▸ **PASSAGE FOR REVIEW**
..........

Vaporized Cannabis Reduces Neuropathy Pain

Vaporized Cannabis Reduces Neuropathy Pain

Smoking vaporized cannabis can significantly reduce chronic pain caused by neuropathy, according to researchers at the University of California, Davis Medical Center.

Millions of Americans suffer from neuropathy, including about half of all diabetics. Damaged or diseased nerves cause chronic pain or loss of feeling in the toes, feet, legs, hands and arms. Neuropathy may also include a persistent burning, tingling or prickling sensation. Drugs often don’t provide much relief.

“Unfortunately, pharmacologic management of neuropathic pain can be quite challenging. In randomized clinical trials, no more than half of patients experience clinically meaningful pain relief from pharmacotherapy,” wrote Barth Wilsey, MD, of UC Davis Medical Center and lead author of a small study published in the Journal of Pain. “Given a lack of alternatives, validation of unconventional analgesics such as cannabis may address unmet needs.”

512px-Medical_THCIn the study, 39 patients with central and peripheral neuropathic pain inhaled a medium dose of tetrahydrocannabinol (THC), a low-dose, or a placebo through a Volcano vaporizer. THC is marijuana’s active ingredient.

Vaporization is a way to avoid toxins and irritating side effects from marijuana smoke by heating cannabis to a temperature where the psychoactive ingredients evaporate without causing combustion. THC and other cannabinoids are emitted with little of the carcinogenic tars and noxious gases found in smoke.

Patients smoked the vaporized cannabis three times over the course of a few weeks. Researchers say both the low and medium doses of THC provided 30% reductions in pain intensity when compared to the placebo; an efficacy rate that is comparable to that of traditional neuropathic pain medications. Researchers say the psychoactive effect or “high” that came from smoking cannabis was minimal, particularly for the low doses.

“Vaporized cannabis, even at low doses, may present an effective option for patients with treatment-resistant neuropathic pain,” said Wilsey. “The use of low doses could potentially be prescribed by physicians interested in helping patients use cannabis effectively while minimizing cognitive and psychological side effects. Viewed with this in mind, the present study adds to a growing body of literature supporting the use of cannabis for the treatment of neuropathic pain.”

Over a decade ago, the National Institutes of Health concluded that neuropathic pain is a condition in which currently available analgesics are marginally effective and suggested that cannabis might hold promise for many sufferers. Researchers recently reported that a synthetic version of THC was effective in treating neuropathic pain and had fewer side-effects than opioid pain relievers.

..........

▸ **DATA SHOWN**
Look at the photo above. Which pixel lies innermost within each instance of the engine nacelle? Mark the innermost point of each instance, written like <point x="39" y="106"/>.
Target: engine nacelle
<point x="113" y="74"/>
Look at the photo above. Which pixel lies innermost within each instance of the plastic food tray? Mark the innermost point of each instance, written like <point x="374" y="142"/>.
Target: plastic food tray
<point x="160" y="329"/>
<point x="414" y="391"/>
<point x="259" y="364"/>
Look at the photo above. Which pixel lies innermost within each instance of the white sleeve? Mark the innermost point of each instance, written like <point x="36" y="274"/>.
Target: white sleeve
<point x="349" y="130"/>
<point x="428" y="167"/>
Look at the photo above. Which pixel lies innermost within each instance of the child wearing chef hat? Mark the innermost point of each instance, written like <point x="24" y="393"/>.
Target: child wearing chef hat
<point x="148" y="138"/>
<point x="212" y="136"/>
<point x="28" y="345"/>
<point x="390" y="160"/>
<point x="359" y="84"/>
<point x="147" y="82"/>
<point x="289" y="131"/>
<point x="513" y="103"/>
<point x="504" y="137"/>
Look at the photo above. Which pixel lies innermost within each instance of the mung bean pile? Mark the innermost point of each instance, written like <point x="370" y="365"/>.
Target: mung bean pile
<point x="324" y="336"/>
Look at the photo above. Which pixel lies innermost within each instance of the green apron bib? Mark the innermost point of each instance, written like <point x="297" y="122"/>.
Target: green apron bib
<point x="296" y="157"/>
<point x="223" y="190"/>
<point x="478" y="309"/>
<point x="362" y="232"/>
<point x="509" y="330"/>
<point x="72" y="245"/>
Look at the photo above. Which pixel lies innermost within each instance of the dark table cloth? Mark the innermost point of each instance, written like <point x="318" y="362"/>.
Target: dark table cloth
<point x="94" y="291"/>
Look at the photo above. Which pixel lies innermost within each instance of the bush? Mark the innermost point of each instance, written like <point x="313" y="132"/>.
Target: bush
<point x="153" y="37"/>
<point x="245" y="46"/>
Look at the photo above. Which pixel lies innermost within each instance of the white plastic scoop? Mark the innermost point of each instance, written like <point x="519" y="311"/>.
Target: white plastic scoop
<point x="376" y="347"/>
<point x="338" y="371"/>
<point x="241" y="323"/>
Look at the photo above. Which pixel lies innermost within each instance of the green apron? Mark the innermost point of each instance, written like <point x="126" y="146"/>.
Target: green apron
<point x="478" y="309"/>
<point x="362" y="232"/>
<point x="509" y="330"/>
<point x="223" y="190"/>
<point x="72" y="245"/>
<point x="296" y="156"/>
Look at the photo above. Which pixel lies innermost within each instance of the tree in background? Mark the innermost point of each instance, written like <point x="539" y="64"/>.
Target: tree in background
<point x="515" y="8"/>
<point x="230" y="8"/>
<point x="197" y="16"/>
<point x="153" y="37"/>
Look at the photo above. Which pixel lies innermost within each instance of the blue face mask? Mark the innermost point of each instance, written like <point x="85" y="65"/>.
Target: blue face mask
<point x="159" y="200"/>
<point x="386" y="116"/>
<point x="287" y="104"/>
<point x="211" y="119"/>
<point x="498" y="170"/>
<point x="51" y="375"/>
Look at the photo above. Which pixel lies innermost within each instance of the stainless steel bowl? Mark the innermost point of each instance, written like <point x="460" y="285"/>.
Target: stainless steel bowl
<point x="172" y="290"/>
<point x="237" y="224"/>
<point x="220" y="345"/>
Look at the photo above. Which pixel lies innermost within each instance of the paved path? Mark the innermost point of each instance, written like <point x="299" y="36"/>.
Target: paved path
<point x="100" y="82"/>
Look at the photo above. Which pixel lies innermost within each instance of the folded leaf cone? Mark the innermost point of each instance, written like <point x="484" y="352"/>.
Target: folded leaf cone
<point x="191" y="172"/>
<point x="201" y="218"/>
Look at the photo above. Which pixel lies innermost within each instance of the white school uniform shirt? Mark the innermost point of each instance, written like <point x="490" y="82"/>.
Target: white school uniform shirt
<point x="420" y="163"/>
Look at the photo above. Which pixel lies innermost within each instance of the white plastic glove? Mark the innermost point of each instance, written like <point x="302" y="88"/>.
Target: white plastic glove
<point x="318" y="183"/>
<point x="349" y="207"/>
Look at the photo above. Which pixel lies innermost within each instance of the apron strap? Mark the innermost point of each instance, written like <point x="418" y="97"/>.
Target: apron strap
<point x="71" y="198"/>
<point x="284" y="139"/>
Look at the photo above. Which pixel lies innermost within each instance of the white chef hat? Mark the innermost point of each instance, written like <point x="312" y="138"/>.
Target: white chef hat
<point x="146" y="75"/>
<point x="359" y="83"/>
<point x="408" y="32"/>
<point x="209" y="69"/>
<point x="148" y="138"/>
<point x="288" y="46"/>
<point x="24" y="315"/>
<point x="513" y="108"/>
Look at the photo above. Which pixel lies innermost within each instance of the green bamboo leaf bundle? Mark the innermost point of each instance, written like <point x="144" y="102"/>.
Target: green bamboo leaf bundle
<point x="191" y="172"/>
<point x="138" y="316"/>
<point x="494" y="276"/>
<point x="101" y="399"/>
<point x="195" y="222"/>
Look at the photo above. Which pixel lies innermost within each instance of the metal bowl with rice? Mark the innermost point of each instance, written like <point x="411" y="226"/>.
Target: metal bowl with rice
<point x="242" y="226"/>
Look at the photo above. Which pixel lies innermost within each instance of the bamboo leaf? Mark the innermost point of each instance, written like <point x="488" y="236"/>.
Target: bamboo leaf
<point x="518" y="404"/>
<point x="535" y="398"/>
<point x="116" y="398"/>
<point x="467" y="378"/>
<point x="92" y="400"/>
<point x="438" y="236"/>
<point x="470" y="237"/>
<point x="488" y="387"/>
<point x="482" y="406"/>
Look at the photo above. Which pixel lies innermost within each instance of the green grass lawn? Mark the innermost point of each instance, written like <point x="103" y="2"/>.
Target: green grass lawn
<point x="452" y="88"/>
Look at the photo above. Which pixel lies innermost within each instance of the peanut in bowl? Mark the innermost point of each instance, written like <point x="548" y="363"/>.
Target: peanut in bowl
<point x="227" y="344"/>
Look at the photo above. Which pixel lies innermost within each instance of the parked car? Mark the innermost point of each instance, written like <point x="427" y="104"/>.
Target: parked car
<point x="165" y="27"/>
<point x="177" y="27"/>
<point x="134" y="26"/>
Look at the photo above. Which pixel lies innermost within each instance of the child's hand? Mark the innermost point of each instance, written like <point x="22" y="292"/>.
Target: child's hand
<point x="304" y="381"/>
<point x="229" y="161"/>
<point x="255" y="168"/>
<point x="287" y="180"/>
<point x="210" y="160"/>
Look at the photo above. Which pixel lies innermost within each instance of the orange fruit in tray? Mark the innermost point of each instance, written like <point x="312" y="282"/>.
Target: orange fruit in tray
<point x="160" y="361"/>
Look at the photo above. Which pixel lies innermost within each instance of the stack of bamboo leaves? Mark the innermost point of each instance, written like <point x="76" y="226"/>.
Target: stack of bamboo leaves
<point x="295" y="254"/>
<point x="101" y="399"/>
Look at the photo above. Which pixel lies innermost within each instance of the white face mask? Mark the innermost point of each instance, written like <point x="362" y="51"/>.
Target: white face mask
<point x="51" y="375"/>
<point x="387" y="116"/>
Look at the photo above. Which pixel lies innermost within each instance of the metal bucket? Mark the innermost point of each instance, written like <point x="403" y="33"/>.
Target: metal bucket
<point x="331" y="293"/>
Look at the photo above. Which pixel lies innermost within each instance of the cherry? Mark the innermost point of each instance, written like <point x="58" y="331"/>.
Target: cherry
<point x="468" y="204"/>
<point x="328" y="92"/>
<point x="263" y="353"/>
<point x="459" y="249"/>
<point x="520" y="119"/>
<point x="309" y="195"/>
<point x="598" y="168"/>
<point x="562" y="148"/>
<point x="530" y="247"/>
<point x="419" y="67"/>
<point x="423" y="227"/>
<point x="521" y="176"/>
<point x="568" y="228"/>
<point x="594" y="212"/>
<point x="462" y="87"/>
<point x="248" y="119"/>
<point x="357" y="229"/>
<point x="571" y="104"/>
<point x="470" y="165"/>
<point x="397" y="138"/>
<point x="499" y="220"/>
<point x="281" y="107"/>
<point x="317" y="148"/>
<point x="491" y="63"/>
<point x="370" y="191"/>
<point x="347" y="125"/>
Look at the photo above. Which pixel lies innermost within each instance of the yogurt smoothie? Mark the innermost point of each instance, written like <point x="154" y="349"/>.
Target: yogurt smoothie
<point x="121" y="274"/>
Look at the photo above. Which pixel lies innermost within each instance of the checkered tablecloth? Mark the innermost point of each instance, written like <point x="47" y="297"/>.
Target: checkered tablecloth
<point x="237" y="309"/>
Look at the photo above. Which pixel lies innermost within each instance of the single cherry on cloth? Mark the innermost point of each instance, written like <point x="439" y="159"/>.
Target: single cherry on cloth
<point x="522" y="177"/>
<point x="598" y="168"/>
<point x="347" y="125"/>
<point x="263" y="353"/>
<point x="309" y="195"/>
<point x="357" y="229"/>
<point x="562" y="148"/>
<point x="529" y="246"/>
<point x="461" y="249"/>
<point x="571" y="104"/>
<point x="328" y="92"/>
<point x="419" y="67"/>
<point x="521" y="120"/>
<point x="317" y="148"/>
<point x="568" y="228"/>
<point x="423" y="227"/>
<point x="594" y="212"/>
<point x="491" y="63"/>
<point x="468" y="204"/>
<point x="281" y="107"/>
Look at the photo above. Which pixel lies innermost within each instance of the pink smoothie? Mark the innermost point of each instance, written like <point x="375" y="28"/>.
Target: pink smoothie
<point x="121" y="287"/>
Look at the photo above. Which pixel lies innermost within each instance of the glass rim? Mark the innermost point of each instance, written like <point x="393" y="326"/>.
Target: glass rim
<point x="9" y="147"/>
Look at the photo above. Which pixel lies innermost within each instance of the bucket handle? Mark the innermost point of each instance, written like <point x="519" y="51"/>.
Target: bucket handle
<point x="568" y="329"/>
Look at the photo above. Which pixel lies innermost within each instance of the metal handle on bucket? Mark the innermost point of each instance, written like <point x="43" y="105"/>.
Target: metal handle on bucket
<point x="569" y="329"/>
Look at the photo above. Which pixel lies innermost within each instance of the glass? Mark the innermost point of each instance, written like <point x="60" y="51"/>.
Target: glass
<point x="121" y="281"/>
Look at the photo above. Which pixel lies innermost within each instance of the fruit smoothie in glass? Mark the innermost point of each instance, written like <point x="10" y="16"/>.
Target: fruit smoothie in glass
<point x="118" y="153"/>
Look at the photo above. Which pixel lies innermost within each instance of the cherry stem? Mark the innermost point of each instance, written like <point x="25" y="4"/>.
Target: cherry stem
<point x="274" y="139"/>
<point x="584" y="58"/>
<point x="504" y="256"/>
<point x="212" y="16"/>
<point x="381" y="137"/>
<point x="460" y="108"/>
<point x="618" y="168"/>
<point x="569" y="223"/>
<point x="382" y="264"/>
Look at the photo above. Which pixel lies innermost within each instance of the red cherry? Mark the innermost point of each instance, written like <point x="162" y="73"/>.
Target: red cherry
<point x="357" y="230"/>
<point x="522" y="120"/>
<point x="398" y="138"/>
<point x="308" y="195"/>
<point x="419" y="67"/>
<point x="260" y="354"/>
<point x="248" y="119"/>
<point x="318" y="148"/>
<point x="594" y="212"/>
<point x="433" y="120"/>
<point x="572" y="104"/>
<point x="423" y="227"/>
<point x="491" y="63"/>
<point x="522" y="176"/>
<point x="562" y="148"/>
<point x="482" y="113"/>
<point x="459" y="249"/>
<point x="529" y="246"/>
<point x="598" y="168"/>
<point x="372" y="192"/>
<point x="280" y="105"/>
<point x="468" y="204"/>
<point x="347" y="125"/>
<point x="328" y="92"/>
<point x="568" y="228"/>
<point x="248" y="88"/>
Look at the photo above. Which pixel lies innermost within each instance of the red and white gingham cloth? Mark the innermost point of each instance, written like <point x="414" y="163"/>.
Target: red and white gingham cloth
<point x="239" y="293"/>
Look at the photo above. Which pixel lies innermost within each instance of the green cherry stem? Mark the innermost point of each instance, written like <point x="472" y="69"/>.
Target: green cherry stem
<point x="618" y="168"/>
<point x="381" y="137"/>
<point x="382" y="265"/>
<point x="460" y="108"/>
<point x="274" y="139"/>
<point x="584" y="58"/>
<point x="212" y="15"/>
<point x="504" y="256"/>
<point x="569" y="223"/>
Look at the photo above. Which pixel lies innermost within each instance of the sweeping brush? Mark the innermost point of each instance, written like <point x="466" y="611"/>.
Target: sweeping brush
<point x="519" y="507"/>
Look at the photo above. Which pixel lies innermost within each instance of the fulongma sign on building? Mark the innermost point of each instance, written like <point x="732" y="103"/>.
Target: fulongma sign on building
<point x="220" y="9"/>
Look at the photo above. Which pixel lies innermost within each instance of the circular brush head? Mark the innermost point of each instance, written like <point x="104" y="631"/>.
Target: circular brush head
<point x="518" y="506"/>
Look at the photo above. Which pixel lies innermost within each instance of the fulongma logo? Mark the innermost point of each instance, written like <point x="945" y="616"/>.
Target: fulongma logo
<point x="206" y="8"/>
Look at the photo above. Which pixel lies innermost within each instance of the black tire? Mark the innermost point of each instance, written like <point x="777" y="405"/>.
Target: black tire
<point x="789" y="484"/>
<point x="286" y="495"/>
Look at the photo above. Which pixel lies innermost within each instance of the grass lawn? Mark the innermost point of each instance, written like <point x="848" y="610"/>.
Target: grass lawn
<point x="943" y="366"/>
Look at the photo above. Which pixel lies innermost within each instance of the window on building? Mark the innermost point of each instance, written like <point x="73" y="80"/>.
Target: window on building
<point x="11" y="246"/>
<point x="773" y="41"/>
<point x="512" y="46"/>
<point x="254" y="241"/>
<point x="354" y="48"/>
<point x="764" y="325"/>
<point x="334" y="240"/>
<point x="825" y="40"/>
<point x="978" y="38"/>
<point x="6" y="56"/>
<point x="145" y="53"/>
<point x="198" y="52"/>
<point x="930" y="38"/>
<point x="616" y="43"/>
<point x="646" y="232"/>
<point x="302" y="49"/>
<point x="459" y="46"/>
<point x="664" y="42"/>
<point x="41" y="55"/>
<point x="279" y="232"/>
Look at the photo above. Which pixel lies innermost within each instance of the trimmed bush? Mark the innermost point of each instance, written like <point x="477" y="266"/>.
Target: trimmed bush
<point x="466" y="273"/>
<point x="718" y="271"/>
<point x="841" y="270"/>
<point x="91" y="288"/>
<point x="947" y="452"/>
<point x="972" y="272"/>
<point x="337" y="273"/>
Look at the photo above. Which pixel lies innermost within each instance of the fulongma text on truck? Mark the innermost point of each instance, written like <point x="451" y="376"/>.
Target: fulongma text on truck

..........

▸ **EXERCISES**
1/ In the article on vaporized cannabis and neuropathy pain, by how much did the low and medium THC doses reduce pain intensity compared to the placebo?
2/ Repeat the part of the vaporized cannabis article starting at "Vaporization is a" and ending at "the low doses.".

▸ **REPLIES**
1/ By 30%.

2/
Vaporization is a way to avoid toxins and irritating side effects from marijuana smoke by heating cannabis to a temperature where the psychoactive ingredients evaporate without causing combustion. THC and other cannabinoids are emitted with little of the carcinogenic tars and noxious gases found in smoke.

Patients smoked the vaporized cannabis three times over the course of a few weeks. Researchers say both the low and medium doses of THC provided 30% reductions in pain intensity when compared to the placebo; an efficacy rate that is comparable to that of traditional neuropathic pain medications. Researchers say the psychoactive effect or “high” that came from smoking cannabis was minimal, particularly for the low doses.